Scale the part of the data that opens with the line containing "Precision agriculture: your job is to find car front" and closes with the line containing "[544,265,569,280]", reproducing every line in it. Leave the text lines unchanged, and multiply each bounding-box coordinate by 2.3, rounding to whole numbers with halves rounded up.

··· DATA SUPPLIED

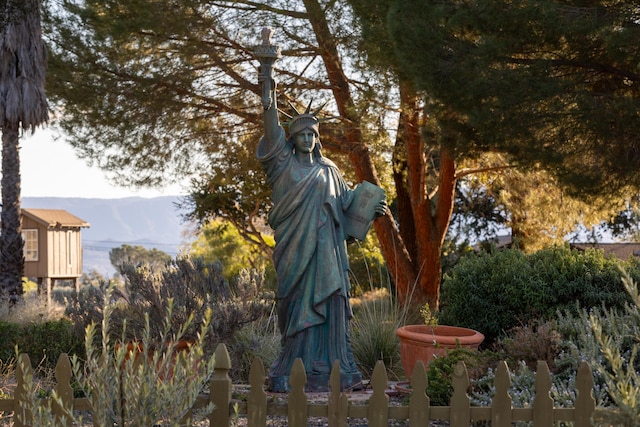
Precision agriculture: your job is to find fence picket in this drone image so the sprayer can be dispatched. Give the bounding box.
[491,361,512,427]
[574,361,596,427]
[409,360,430,427]
[327,360,349,427]
[247,357,267,427]
[51,353,73,427]
[449,360,471,427]
[5,350,595,427]
[287,359,307,427]
[13,353,33,427]
[367,360,389,427]
[209,344,232,427]
[533,360,553,427]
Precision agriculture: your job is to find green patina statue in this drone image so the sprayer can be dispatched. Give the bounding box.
[255,28,386,392]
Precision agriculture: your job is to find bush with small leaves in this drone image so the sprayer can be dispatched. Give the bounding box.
[67,257,273,350]
[439,246,640,345]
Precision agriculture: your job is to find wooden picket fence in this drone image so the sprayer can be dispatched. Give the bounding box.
[0,344,595,427]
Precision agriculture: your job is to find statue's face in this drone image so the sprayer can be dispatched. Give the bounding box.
[294,129,318,153]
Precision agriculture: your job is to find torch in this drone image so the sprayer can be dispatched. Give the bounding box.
[253,27,282,110]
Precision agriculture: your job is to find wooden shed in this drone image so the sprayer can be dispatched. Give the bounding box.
[22,209,89,298]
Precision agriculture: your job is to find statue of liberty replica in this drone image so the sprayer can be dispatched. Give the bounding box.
[255,28,386,392]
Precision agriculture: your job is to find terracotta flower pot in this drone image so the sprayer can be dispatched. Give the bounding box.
[396,325,484,379]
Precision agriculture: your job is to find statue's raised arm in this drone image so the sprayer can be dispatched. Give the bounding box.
[254,27,281,145]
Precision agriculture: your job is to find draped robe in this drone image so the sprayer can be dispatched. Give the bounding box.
[257,128,361,392]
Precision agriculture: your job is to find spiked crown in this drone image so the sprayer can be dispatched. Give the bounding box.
[282,100,325,135]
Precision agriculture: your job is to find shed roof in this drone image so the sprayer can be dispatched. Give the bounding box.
[22,208,89,228]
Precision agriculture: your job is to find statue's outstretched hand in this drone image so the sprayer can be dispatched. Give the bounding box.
[375,200,387,218]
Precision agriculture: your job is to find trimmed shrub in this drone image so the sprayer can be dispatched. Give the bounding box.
[440,246,639,344]
[66,257,273,348]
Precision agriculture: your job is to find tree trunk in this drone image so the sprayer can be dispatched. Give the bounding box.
[0,123,24,303]
[304,0,456,309]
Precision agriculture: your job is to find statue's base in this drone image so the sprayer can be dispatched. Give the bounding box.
[269,372,362,393]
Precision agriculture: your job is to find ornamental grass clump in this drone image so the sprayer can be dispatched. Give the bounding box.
[66,257,273,352]
[589,271,640,427]
[72,290,214,426]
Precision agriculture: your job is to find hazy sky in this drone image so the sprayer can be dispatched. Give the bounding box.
[20,129,186,199]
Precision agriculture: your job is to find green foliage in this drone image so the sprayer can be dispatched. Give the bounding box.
[440,246,640,343]
[14,354,75,427]
[351,288,404,375]
[109,244,171,270]
[589,272,640,427]
[426,348,489,406]
[384,0,640,196]
[10,318,84,368]
[347,232,390,296]
[228,315,282,384]
[189,219,276,283]
[0,319,84,368]
[494,320,565,373]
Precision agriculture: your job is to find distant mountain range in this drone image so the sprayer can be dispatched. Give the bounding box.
[22,196,191,277]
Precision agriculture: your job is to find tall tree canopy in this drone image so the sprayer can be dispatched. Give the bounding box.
[386,0,640,194]
[42,0,630,306]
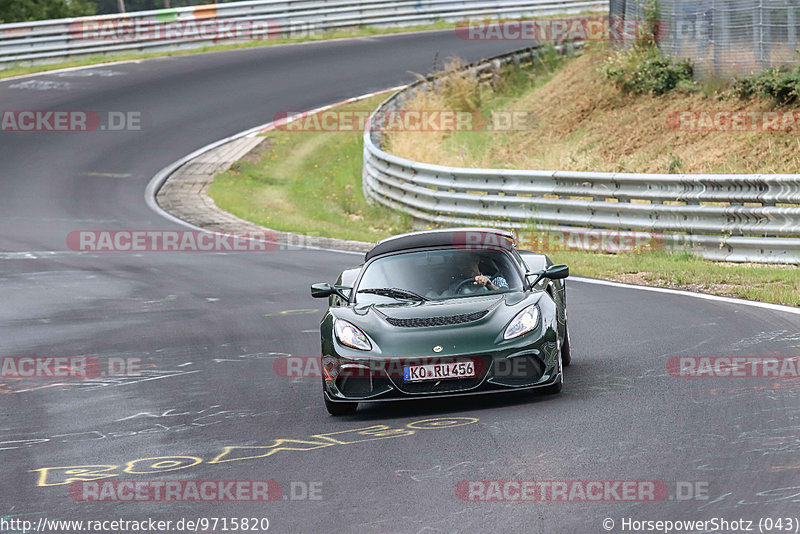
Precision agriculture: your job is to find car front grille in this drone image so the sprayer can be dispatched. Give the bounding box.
[386,310,489,328]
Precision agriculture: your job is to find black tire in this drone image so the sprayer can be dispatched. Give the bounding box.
[322,393,358,416]
[561,325,572,367]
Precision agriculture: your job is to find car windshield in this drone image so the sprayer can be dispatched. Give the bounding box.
[356,249,522,303]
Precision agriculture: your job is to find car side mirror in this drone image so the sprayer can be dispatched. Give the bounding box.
[311,282,353,302]
[525,265,569,286]
[544,265,569,280]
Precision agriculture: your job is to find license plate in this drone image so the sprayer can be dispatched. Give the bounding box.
[403,362,475,382]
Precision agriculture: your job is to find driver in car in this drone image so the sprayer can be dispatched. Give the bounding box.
[460,254,508,291]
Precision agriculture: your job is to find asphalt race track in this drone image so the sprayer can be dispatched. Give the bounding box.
[0,31,800,534]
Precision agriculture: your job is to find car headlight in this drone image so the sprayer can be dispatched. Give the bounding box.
[333,319,372,350]
[503,304,539,339]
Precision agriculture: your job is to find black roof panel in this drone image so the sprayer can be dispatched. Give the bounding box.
[364,228,516,261]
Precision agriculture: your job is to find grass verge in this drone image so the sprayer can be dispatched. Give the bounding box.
[209,95,411,241]
[209,89,800,306]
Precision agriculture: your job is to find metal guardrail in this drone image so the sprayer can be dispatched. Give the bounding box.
[362,49,800,264]
[0,0,608,69]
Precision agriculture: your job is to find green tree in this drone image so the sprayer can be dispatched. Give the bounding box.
[0,0,97,23]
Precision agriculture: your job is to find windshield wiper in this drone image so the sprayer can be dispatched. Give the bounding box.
[359,287,431,300]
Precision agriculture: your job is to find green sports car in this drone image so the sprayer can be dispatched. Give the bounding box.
[311,228,570,415]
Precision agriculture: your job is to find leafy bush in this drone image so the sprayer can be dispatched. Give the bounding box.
[0,0,97,23]
[731,65,800,105]
[600,46,694,96]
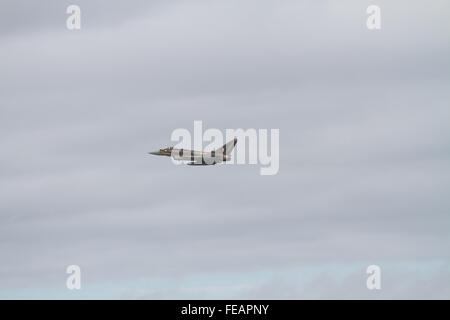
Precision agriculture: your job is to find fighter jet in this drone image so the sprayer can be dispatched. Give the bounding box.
[149,138,237,166]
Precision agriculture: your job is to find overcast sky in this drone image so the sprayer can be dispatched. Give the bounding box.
[0,0,450,299]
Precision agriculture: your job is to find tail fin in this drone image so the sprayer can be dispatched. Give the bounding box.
[216,138,237,155]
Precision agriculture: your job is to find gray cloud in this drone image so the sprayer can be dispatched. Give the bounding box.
[0,1,450,298]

······

▶ [TASK RESULT]:
Precision agriculture: your job is to find car front grille in this drone image so the sprayer can be dispatched. Give the bounding box.
[888,713,1125,754]
Precision agriculture: your job is to find black tire in this drone image so the sprayer can be dispatched. Give the bounding box.
[741,904,823,957]
[1290,748,1316,844]
Precision agriculture: your job is to find car windshield in this drone image so the sprayer can be dispatched. Give the bounding box.
[819,573,1201,697]
Precision agriculture: your job is to find car side mirror in this drone image so the sprayer can be dispatched. Give the bounding box.
[715,649,812,695]
[1208,610,1309,658]
[1251,610,1309,644]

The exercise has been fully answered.